→ THE PROBLEM: Output every line of the records below as a JSON list of strings, one string per line, with blank lines omitted.

→ TASK DATA:
--*--

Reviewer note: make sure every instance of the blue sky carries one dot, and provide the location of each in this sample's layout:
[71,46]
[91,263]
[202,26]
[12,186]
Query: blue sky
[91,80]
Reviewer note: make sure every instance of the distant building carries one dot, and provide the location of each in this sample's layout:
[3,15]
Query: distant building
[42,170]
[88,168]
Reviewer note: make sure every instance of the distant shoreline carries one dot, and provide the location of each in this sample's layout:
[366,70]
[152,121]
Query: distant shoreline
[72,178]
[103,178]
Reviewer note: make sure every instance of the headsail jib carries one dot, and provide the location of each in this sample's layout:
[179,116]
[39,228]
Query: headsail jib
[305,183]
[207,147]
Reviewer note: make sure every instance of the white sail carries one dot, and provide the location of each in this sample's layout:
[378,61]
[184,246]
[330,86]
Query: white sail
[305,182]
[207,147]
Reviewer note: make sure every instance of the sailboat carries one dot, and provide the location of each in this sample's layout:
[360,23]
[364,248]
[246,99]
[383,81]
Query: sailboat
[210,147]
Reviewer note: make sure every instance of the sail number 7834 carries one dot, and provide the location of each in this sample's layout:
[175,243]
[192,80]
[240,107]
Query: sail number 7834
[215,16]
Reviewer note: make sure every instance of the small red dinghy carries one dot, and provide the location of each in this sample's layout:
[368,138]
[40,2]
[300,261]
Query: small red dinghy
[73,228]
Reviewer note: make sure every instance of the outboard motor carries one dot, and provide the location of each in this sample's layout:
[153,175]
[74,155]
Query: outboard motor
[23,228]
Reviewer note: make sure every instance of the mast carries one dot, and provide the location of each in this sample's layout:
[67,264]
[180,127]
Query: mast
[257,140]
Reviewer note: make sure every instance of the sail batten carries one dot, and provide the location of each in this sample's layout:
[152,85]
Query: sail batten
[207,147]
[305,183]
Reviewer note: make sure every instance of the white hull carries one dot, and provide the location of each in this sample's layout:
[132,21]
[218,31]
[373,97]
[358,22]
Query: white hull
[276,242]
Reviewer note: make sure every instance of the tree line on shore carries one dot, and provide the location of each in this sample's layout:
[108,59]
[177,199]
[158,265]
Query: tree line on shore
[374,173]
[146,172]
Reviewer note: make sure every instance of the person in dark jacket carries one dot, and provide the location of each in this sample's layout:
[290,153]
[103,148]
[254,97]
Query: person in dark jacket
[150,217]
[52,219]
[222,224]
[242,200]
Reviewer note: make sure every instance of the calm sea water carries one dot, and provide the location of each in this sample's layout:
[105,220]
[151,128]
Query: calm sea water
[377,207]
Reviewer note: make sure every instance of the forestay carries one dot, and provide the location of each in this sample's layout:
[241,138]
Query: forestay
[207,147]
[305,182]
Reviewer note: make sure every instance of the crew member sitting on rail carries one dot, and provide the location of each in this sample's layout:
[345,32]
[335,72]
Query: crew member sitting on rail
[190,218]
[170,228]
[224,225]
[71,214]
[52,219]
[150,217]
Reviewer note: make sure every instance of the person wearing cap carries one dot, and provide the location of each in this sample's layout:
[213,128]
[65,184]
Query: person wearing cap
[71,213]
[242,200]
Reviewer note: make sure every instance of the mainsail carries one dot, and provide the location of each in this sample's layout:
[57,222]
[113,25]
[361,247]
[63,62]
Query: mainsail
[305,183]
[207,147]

--*--

→ SOLUTION TO THE EXERCISE:
[
  "Reviewer note: make sure every instance of the blue sky carries one dot, and provide the location of each in this sample's layout:",
  "[71,46]",
  "[91,263]",
  "[202,26]",
  "[12,186]",
  "Query: blue sky",
  "[91,80]",
  "Reviewer note: make sure every instance of the distant building carries one dot, and provide the location of each in this sample's layout:",
  "[3,15]",
  "Query: distant building",
  "[42,170]",
  "[88,168]",
  "Reviewer note: make sure every instance of the distant shoreline carries one dot, and provide the location of each in this sample's layout:",
  "[366,70]",
  "[152,121]",
  "Query: distant shoreline",
  "[72,178]",
  "[103,178]",
  "Reviewer note: make sure every instance of the headsail jib carries one dot, and provide the location of each in this sample's layout:",
  "[179,116]",
  "[39,228]",
  "Query: headsail jib",
  "[305,183]",
  "[207,147]",
  "Reviewer note: make sure every instance of the white sail carries one dot, and provide the location of each in this sample's layout:",
  "[378,61]",
  "[184,246]",
  "[330,86]",
  "Query: white sail",
  "[305,182]",
  "[207,147]",
  "Reviewer note: make sure every instance of the sailboat carries one dot, and provide the location of each in this sample's layout:",
  "[360,23]",
  "[364,248]",
  "[246,99]",
  "[383,81]",
  "Query: sailboat",
  "[210,147]",
  "Reviewer note: make sure every instance of the sail number 7834 carries one dot, and provide the location of each in this sample's layout:",
  "[175,243]",
  "[192,80]",
  "[240,107]",
  "Query: sail number 7834",
  "[215,16]",
  "Reviewer note: make sure every instance of the small red dinghy carries one dot, and provide the location of each in this sample's layout:",
  "[368,138]",
  "[40,2]",
  "[300,261]",
  "Query: small red dinghy",
  "[73,228]",
  "Reviewer note: make sure every instance of the outboard motor carries one dot, and provide the location of each in this sample's layout:",
  "[153,175]",
  "[74,155]",
  "Query: outboard motor",
  "[23,228]",
  "Reviewer note: make sure every instance of the mast carries one dot, and provide the location of each in this sample's layout:",
  "[67,264]",
  "[180,127]",
  "Query: mast",
  "[257,140]",
  "Reviewer note: make sure every instance of the sail batten carries one dot, and provide the location of each in this sample's layout:",
  "[152,85]",
  "Query: sail batten",
  "[207,147]",
  "[305,183]",
  "Reviewer note: make sure every instance of the white hull carries one dot, and provide the location of each in this sample's layout:",
  "[132,21]",
  "[218,31]",
  "[373,97]",
  "[358,22]",
  "Query: white hull",
  "[276,242]",
  "Reviewer note: make sure every instance of the tree line on shore carries one dot, and provide the location of each in this sample's layout:",
  "[108,59]",
  "[177,199]",
  "[158,265]",
  "Query: tree line on shore",
  "[374,173]",
  "[146,172]",
  "Reviewer note: make sure every instance of the person in dark jacket carries one dot, and provide the location of each in this sample's layout:",
  "[290,153]",
  "[103,148]",
  "[254,97]",
  "Query: person in dark jacket",
  "[150,217]",
  "[52,219]",
  "[222,224]",
  "[242,200]",
  "Reviewer note: make sure every instance of the calm sea water carries one dot, and provide the location of each in this sample's layout:",
  "[105,220]",
  "[151,128]",
  "Query: calm sea water",
  "[377,207]",
  "Reviewer note: make sure every instance of the forestay carries one dot, and provide the location of each in this sample's layout:",
  "[241,138]",
  "Query: forestay",
  "[207,147]",
  "[305,182]",
  "Reviewer note: make sure every instance of the crew member sitting on rail carries one dot, and provide the location of each in this sample's layout:",
  "[345,32]",
  "[335,72]",
  "Query: crew member sitting on rail",
  "[190,218]",
  "[170,228]",
  "[224,225]",
  "[71,214]",
  "[52,219]",
  "[150,217]",
  "Reviewer note: make sure every instance of the person wearing cap carries one dot, and provide the location of each in this sample's layout:",
  "[213,128]",
  "[65,184]",
  "Query: person wearing cap",
  "[71,213]",
  "[242,200]",
  "Reviewer note: make sure every instance of the mainsail carries one dot, and provide the location of each in this sample's layout:",
  "[57,222]",
  "[113,25]",
  "[361,247]",
  "[63,62]",
  "Query: mainsail",
  "[305,183]",
  "[207,147]"
]